===== Excerpt

The post-pandemic construction boom has taken many forms. E-commerce and big box retailers are developing across the country, while at the same time, construction projects that were postponed during the pandemic have resumed. However, the lack of workforce at manufacturing facilities last year combined with the high demand for materials have led to price increases and lead-time delays.
In a session at CRE.Converge this week, a panel of experts led by Bill Finfrock, president, FINFROCK, shared some of the strategies used in construction to keep projects moving forward despite these challenges.
Finfrock was joined by Roger McCarron, president and CEO, Project Management Advisors, Inc.; Lee McNeil, business development and senior preconstruction manager, Williams Company Management Group; and Eric Wolf, president, Excel Construction of Florida.
Finfrock: How are lack of workers and materials delays impacting your projects?
Wolf: We are seeing major delays with roofing and steel, but we’re starting to figure out alternatives to get ahead of the game. We’re still turning our projects on time, but that’s because we’re just getting projects started earlier.
McNeil: For anything needed in big warehouse projects – roofing, dock doors and dock equipment – we’re having a terrible time getting that equipment in on time. I think the key is to get out ahead of it, still get competitive pricing but lock in subcontractors early.

==========

▶ [Using the information]:
1. Copy out part of the article about the construction panel, starting at the words "The post-pandemic construction" and ending after the words "despite these challenges.".
2. In the article about the construction panel, which two materials does Wolf say are facing major delays?
3. Pick up the article about the construction panel after its last sentence and keep writing.
The listing that comes after this article isn't needed for any of the work.

===== Data

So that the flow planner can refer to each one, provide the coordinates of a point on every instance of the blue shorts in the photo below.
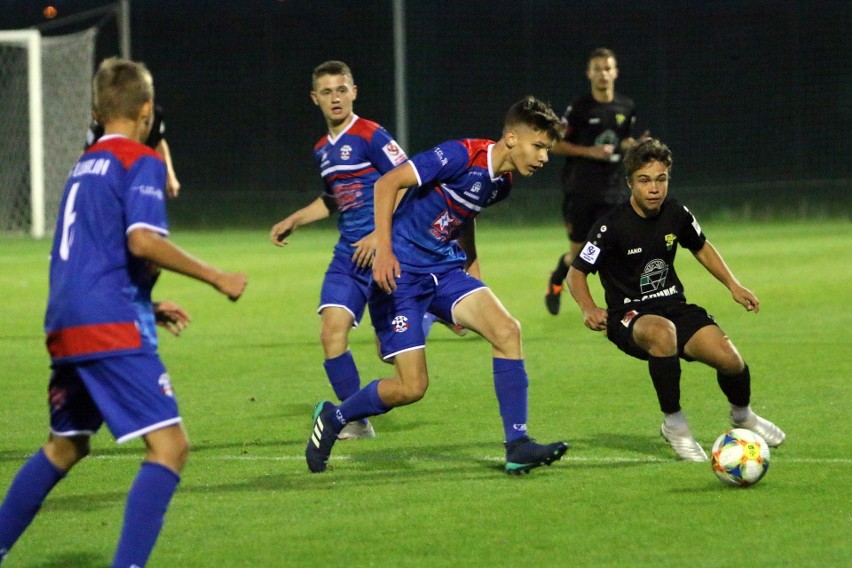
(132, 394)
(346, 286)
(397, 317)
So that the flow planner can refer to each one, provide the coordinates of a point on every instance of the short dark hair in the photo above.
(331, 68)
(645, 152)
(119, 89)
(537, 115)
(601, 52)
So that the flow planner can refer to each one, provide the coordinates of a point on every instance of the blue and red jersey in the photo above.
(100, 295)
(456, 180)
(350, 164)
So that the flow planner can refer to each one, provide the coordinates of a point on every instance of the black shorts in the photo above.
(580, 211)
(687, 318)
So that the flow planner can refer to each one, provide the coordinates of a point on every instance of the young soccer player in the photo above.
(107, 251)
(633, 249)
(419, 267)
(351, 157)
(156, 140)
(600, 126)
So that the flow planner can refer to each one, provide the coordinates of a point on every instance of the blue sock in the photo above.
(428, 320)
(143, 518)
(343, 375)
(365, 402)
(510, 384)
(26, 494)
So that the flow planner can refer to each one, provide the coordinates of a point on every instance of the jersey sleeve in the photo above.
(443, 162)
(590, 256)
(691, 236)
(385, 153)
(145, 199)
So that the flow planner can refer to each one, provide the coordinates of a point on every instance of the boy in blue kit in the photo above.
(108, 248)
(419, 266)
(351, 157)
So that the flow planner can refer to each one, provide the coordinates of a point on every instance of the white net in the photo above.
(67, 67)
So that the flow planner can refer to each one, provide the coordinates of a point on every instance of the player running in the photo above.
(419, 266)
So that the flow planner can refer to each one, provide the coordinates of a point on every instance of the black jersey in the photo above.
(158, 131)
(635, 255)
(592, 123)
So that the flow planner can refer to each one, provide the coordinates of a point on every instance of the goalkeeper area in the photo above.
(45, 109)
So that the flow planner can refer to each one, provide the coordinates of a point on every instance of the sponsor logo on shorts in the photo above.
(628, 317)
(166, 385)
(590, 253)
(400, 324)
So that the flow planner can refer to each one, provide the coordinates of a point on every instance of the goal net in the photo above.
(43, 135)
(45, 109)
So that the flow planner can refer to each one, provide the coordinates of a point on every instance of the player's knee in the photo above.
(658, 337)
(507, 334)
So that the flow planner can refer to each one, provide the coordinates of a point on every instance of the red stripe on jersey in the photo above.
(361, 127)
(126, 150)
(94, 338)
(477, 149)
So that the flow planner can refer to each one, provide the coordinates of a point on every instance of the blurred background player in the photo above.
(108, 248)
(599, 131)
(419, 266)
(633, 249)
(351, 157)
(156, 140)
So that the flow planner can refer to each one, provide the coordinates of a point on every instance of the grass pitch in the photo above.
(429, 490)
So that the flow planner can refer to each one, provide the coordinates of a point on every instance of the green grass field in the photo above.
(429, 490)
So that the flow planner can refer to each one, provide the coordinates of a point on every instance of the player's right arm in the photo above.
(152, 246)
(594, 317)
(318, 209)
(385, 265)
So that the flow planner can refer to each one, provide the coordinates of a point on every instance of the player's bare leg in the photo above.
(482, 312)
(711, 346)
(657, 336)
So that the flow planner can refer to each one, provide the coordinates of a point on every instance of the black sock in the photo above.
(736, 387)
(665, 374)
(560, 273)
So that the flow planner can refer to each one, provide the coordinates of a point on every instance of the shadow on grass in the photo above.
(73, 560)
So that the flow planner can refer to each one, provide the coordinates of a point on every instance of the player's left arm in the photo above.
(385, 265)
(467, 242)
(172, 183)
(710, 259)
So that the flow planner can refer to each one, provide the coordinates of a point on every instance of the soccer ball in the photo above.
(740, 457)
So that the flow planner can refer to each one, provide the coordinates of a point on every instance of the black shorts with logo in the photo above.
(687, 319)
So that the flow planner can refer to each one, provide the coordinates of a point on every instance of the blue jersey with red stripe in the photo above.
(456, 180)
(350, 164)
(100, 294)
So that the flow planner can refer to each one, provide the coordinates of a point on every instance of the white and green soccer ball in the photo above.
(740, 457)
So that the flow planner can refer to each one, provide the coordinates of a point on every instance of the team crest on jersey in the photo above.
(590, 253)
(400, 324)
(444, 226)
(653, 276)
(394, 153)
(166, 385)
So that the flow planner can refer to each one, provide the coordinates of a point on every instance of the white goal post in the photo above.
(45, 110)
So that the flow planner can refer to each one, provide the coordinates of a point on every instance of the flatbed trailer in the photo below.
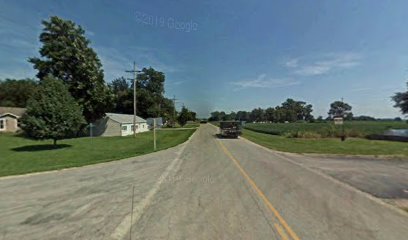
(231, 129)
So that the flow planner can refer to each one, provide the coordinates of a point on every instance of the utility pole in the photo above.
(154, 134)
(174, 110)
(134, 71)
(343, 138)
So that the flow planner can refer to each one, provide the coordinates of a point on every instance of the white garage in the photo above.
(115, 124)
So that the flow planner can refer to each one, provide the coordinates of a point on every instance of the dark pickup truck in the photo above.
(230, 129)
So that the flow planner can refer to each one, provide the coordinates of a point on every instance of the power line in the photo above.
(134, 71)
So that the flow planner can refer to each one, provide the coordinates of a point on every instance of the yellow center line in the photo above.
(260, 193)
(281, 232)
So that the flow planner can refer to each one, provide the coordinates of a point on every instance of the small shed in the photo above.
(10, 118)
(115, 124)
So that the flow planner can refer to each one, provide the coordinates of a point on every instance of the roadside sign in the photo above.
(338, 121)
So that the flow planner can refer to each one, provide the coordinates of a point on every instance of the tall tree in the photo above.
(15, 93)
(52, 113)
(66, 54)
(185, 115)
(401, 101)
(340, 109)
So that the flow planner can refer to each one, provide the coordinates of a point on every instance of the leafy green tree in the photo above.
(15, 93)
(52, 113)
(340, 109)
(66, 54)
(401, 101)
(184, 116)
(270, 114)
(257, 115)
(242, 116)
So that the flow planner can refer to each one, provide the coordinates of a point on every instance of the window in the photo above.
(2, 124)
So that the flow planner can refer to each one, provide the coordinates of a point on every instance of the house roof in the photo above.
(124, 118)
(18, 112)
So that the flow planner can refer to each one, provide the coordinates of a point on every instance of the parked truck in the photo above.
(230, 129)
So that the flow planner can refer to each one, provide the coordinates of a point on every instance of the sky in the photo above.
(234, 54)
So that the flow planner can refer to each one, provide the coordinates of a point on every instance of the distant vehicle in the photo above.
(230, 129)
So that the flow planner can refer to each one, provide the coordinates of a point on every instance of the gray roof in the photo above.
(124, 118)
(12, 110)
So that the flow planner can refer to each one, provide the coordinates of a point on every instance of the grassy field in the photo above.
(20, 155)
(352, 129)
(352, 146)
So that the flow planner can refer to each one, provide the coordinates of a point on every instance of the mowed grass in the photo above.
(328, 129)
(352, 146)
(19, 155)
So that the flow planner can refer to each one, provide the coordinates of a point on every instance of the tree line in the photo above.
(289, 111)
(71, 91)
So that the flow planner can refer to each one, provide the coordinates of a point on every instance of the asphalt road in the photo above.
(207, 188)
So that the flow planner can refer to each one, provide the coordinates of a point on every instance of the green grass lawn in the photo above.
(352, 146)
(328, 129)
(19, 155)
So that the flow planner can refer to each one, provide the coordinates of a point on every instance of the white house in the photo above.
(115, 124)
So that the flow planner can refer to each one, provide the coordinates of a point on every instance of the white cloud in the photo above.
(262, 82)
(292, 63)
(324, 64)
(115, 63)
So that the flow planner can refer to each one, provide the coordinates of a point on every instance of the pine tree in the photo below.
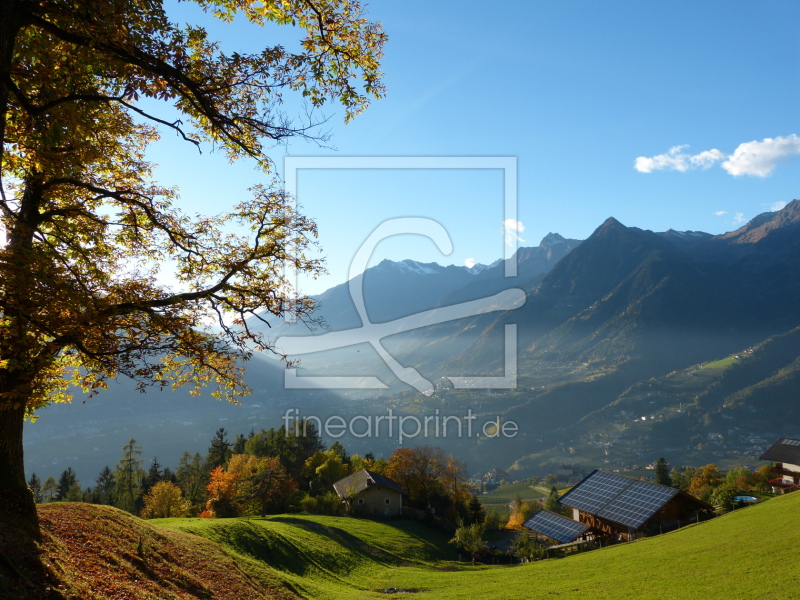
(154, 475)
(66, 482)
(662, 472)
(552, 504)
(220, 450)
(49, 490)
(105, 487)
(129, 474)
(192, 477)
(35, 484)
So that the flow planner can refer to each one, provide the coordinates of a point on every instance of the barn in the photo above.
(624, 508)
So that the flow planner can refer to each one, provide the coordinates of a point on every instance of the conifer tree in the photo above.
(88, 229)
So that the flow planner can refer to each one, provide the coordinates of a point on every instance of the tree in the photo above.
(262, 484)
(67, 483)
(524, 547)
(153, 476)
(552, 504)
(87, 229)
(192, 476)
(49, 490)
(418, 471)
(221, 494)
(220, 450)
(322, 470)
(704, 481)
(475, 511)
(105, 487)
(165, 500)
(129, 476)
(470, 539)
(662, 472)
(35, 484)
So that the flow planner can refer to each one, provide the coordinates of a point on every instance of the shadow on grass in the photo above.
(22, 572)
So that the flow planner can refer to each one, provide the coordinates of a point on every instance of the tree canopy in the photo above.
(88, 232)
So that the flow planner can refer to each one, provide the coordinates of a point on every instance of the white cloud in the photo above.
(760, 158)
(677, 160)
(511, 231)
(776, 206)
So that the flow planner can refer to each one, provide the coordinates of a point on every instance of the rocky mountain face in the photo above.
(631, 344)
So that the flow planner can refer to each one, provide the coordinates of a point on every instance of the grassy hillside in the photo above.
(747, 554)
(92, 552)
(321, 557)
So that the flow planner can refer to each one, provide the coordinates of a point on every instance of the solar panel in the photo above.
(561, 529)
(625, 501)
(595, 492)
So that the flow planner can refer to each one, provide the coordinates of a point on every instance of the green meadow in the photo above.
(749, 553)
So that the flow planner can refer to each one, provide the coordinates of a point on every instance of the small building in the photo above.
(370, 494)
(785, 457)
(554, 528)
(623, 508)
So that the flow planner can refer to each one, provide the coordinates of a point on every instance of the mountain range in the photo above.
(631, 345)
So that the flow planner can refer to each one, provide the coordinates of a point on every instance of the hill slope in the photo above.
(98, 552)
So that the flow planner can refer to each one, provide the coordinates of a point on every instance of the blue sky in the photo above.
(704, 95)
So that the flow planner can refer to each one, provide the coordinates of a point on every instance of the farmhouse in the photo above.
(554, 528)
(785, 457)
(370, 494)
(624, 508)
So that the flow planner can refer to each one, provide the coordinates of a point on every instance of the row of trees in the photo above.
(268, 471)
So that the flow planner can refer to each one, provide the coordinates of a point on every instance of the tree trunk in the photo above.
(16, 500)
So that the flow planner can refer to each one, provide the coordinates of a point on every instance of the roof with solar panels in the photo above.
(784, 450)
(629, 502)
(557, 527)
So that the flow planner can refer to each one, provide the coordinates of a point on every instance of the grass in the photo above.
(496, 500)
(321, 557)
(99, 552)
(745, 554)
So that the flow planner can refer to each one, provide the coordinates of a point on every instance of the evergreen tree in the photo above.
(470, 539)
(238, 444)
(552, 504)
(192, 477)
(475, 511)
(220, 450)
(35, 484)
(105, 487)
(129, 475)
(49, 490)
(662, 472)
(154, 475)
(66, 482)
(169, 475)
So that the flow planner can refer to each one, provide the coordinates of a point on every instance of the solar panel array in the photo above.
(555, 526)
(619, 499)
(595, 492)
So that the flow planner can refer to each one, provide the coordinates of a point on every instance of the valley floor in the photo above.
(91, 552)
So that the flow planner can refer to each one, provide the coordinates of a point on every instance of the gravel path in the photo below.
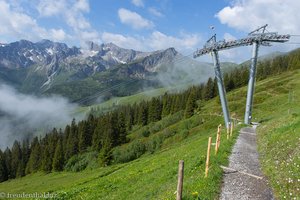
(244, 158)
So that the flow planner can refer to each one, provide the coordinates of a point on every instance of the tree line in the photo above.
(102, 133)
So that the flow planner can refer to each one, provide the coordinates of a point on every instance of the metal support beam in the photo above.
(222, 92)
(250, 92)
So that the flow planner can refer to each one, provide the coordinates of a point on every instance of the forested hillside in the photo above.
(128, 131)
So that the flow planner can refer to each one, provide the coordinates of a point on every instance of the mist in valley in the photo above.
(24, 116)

==========

▶ [Answers below]:
1.
The post-pandemic construction boom has taken many forms. E-commerce and big box retailers are developing across the country, while at the same time, construction projects that were postponed during the pandemic have resumed. However, the lack of workforce at manufacturing facilities last year combined with the high demand for materials have led to price increases and lead-time delays.
In a session at CRE.Converge this week, a panel of experts led by Bill Finfrock, president, FINFROCK, shared some of the strategies used in construction to keep projects moving forward despite these challenges.

2. Roofing and steel.

3.
McCarron: I think it is slightly overhyped in the media. I wouldn’t run for the hills. You just have to be diligent. When lumber prices took off, everyone wanted to talk about it. Now no one does. We’ve dealt with these issues before, but it’s just more talked about today. It’s not widespread and it’s not uniform.
Finfrock: What are the most volatile construction materials these days?
McCarron: Steel decking.
Wolf: Overhead doors. Anything metal related. Drywall studs.
McNeil: Roof insulation fasteners. Who would have thought? And until we get some relief on the supply side or on the demand side, the squeaky wheel is going to get the business.
Finfrock: Supply chain is so out of whack, while the demand has gone through the roof. As they say, the solution for high prices is high prices – because it will drive down demand and then drive prices back down.
Finfrock: How are your clients reacting to price increases or project delays?
McCarron: Our clients are more aware of these materials issues and are asking about how to strategize. If we’re all doing our jobs, our clients are often very insulated from the construction process. But in this case, it’s been helpful that our clients are aware.
Wolf: In many cases the clients know that call is coming; they’re understanding but also want to know if and how it is impacting the project schedule.
McNeil: Some owners are slow walking projects or working around some of the supply issues by moving into an existing building, which I’m seeing with a cold storage project I’m working on.
Finfrock: Any upsides you’re seeing?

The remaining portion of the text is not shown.